[Required task]
Type out every line below exactly as it reads.

[Recorded information]
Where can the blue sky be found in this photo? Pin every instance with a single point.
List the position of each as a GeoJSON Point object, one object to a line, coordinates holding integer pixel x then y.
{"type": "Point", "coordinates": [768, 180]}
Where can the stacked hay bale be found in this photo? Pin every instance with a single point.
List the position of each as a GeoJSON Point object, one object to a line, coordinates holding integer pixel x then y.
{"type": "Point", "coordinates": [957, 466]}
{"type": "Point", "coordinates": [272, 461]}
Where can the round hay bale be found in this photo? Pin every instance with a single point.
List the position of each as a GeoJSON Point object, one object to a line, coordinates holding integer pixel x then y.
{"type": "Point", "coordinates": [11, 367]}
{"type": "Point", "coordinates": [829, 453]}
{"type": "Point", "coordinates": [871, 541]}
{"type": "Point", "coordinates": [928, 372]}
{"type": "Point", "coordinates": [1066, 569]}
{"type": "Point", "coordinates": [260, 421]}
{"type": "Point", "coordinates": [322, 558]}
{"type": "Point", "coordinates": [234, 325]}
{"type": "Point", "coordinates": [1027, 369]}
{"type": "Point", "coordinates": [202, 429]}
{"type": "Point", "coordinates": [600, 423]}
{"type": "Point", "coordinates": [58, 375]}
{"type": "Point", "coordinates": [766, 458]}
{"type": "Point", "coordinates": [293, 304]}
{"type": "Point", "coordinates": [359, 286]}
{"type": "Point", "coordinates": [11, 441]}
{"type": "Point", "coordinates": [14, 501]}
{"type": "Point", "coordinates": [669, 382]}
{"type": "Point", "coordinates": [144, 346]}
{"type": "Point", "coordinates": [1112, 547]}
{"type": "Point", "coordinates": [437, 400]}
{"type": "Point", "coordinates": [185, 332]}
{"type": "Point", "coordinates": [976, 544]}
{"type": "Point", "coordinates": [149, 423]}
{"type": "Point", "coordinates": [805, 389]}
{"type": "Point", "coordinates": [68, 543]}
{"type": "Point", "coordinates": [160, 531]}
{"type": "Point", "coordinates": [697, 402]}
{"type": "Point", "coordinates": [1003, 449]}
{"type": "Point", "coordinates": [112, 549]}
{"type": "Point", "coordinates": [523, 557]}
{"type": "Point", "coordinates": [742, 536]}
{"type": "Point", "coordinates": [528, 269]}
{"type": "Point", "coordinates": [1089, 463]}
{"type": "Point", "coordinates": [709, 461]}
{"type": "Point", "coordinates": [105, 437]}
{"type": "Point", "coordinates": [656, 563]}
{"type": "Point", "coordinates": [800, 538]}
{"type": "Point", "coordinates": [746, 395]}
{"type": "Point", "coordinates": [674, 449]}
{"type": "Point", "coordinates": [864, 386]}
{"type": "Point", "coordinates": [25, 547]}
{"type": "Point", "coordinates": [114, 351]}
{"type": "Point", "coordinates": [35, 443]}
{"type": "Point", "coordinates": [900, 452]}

[Full solution]
Where can the blue sky be found in this photo? Pin every instance with a single point.
List the position of each as a GeoJSON Point object, one object to a line, coordinates holding integer pixel x then y.
{"type": "Point", "coordinates": [768, 180]}
Where can the stacked hay bale be found in this photo? Pin every instance with a single point.
List the position of each as a GeoJSON Point object, one object to a line, coordinates holding integer pixel x then y.
{"type": "Point", "coordinates": [957, 466]}
{"type": "Point", "coordinates": [272, 461]}
Where can the round hay bale be found in this photo? Pin every instance with a single point.
List the position of each as a GeoJSON Point object, one object to a line, coordinates holding integer pixel x then y.
{"type": "Point", "coordinates": [11, 367]}
{"type": "Point", "coordinates": [829, 453]}
{"type": "Point", "coordinates": [871, 541]}
{"type": "Point", "coordinates": [928, 372]}
{"type": "Point", "coordinates": [1066, 569]}
{"type": "Point", "coordinates": [260, 421]}
{"type": "Point", "coordinates": [322, 558]}
{"type": "Point", "coordinates": [234, 325]}
{"type": "Point", "coordinates": [1027, 369]}
{"type": "Point", "coordinates": [202, 429]}
{"type": "Point", "coordinates": [600, 423]}
{"type": "Point", "coordinates": [58, 375]}
{"type": "Point", "coordinates": [766, 458]}
{"type": "Point", "coordinates": [293, 304]}
{"type": "Point", "coordinates": [359, 286]}
{"type": "Point", "coordinates": [11, 441]}
{"type": "Point", "coordinates": [14, 501]}
{"type": "Point", "coordinates": [669, 382]}
{"type": "Point", "coordinates": [144, 346]}
{"type": "Point", "coordinates": [1112, 547]}
{"type": "Point", "coordinates": [437, 400]}
{"type": "Point", "coordinates": [185, 332]}
{"type": "Point", "coordinates": [976, 544]}
{"type": "Point", "coordinates": [149, 423]}
{"type": "Point", "coordinates": [805, 389]}
{"type": "Point", "coordinates": [68, 543]}
{"type": "Point", "coordinates": [160, 531]}
{"type": "Point", "coordinates": [697, 402]}
{"type": "Point", "coordinates": [1003, 449]}
{"type": "Point", "coordinates": [112, 549]}
{"type": "Point", "coordinates": [523, 557]}
{"type": "Point", "coordinates": [742, 536]}
{"type": "Point", "coordinates": [528, 269]}
{"type": "Point", "coordinates": [1089, 463]}
{"type": "Point", "coordinates": [709, 461]}
{"type": "Point", "coordinates": [105, 437]}
{"type": "Point", "coordinates": [656, 563]}
{"type": "Point", "coordinates": [800, 538]}
{"type": "Point", "coordinates": [746, 395]}
{"type": "Point", "coordinates": [674, 449]}
{"type": "Point", "coordinates": [864, 386]}
{"type": "Point", "coordinates": [25, 547]}
{"type": "Point", "coordinates": [114, 351]}
{"type": "Point", "coordinates": [35, 443]}
{"type": "Point", "coordinates": [900, 452]}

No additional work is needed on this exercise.